◆ SOURCE DOCUMENT:

## begin

Are Numbers Real?

1. Numbers: Human Inventions Mirroring Reality

Is it not a miracle that the universe is so constructed that such a simple abstraction as a number is possible?

Numbers as constructs. Numbers, seemingly fundamental, are human inventions. They are valuable tools for understanding the world, but are they real in the sense of existing independently of human thought? This question probes the very nature of science and our ability to perceive factual existence in the universe.

Mathematics' effectiveness. The remarkable effectiveness of mathematics in representing reality is a central theme. Numbers, initially tied to tangible objects, have evolved into abstract entities that can predict and explain phenomena across diverse fields. This raises the question of why these human inventions are so adept at mirroring the universe's behavior.

Math vs. Reality. The book explores whether mathematics is at the heart of the universe or simply a powerful tool for understanding it. It questions whether scientists sometimes confuse math and reality, and whether modern science places too much emphasis on mathematics.

2. From Counting Goats to Abstract Digits

Some very basic arithmetic seems to be preprogrammed.

Tally marks. The journey begins with the invention of numbers, starting from simple tallies to keep track of possessions. Early humans likely counted without numbers, using fingers or notches to represent quantities. This system evolved as societies settled and trade emerged, creating a need for more sophisticated record-keeping.

Digits. The development of numbers involved assigning words and symbols to specific quantities, such as "hand" to represent five. These early numbers were closely tied to tangible objects, like goats or bags of grain. The concept of universality, where a number could represent any set of objects, was a crucial leap in abstraction.

## end

◆ GIVEN REQUEST:
In the piece asking whether numbers are real, what word is given as an early name for the quantity five?

◆ LISTED ENTRIES:
## begin

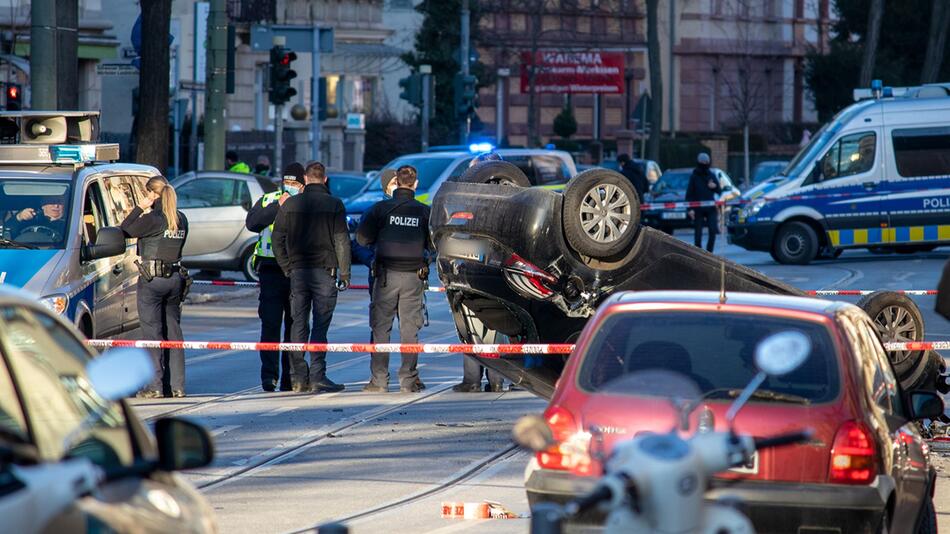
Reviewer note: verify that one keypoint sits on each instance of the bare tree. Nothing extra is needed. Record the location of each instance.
(656, 80)
(936, 41)
(151, 123)
(871, 37)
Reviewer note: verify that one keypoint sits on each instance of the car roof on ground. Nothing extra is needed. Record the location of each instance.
(763, 300)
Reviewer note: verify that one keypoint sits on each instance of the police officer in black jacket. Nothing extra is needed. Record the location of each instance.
(399, 229)
(312, 247)
(162, 282)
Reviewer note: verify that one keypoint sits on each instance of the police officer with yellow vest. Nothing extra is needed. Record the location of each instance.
(274, 302)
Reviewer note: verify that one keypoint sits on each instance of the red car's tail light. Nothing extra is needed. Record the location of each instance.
(527, 278)
(853, 460)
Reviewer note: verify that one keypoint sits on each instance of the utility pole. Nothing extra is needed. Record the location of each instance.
(426, 72)
(463, 61)
(43, 69)
(215, 86)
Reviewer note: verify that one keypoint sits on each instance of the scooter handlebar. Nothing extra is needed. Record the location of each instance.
(784, 439)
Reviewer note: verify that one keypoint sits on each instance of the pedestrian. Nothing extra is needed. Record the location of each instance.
(263, 165)
(312, 247)
(633, 172)
(274, 300)
(163, 282)
(398, 228)
(703, 186)
(234, 163)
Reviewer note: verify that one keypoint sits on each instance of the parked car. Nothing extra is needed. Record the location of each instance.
(671, 187)
(216, 204)
(55, 417)
(532, 265)
(866, 468)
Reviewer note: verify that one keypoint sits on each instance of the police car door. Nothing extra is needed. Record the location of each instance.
(919, 182)
(845, 186)
(102, 293)
(122, 194)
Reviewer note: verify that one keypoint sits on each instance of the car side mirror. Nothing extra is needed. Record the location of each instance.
(925, 405)
(182, 444)
(110, 241)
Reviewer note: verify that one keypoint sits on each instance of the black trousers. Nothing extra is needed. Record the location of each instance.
(159, 303)
(396, 293)
(708, 217)
(274, 310)
(312, 291)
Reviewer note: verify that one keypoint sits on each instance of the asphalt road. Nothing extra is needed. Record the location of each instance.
(384, 462)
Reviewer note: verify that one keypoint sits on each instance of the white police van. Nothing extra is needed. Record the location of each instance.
(62, 198)
(876, 176)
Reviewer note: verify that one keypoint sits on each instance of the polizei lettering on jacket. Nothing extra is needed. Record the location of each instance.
(399, 220)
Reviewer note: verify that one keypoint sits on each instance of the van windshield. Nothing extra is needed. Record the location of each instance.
(34, 214)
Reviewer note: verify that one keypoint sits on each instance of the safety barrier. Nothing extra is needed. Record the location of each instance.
(422, 348)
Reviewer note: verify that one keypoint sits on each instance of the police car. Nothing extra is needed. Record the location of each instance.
(876, 176)
(62, 198)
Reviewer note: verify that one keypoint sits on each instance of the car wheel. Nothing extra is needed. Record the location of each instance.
(927, 523)
(796, 244)
(247, 266)
(494, 172)
(896, 318)
(601, 213)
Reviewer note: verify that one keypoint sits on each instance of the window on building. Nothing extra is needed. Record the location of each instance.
(922, 151)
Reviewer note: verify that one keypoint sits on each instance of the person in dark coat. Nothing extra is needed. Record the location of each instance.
(703, 186)
(634, 172)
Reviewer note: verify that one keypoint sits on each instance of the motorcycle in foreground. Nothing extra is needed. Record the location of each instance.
(655, 482)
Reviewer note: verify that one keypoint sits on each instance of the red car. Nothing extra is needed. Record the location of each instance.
(866, 468)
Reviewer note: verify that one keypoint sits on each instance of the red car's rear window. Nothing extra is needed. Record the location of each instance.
(715, 350)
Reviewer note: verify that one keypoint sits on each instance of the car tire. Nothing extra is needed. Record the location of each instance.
(247, 266)
(495, 172)
(927, 523)
(796, 244)
(596, 229)
(897, 318)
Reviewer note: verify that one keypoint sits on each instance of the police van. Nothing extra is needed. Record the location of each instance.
(877, 176)
(62, 198)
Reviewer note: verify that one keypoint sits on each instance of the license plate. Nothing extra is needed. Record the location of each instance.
(749, 468)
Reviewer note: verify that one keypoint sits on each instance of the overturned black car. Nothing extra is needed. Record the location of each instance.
(531, 265)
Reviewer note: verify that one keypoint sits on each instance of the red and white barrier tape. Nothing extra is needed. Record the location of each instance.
(422, 348)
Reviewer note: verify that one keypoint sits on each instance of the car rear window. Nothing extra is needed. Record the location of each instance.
(715, 350)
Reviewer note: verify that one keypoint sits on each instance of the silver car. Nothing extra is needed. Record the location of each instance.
(216, 204)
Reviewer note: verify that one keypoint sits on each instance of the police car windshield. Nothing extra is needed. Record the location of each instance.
(429, 170)
(34, 214)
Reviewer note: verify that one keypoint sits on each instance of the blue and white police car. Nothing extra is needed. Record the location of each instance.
(876, 176)
(62, 198)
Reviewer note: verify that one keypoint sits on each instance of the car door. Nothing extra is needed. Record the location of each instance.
(216, 208)
(121, 198)
(846, 185)
(106, 276)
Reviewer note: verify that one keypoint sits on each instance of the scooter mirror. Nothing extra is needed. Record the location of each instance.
(782, 353)
(120, 372)
(532, 432)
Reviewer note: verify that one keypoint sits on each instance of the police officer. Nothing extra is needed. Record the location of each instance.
(312, 246)
(399, 229)
(162, 282)
(274, 301)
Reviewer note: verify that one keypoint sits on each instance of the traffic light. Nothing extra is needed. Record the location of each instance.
(411, 89)
(465, 95)
(14, 97)
(280, 75)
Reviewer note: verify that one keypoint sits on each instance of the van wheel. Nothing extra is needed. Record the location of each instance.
(601, 213)
(896, 318)
(494, 172)
(247, 266)
(796, 244)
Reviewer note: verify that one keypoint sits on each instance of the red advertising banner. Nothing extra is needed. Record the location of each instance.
(565, 72)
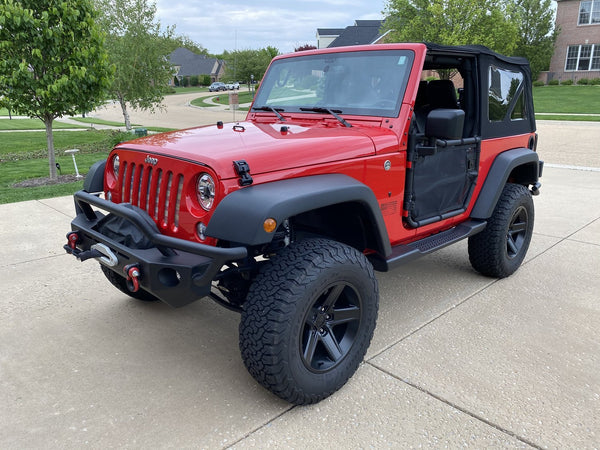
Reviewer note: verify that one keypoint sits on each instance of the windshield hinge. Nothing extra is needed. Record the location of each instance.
(243, 170)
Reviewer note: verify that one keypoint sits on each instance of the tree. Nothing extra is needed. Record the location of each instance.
(53, 60)
(537, 33)
(451, 22)
(245, 65)
(139, 50)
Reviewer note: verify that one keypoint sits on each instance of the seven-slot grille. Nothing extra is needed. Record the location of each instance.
(156, 191)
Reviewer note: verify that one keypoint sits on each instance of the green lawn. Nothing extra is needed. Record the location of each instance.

## end

◆ EXERCISE OUTPUT:
"Hand."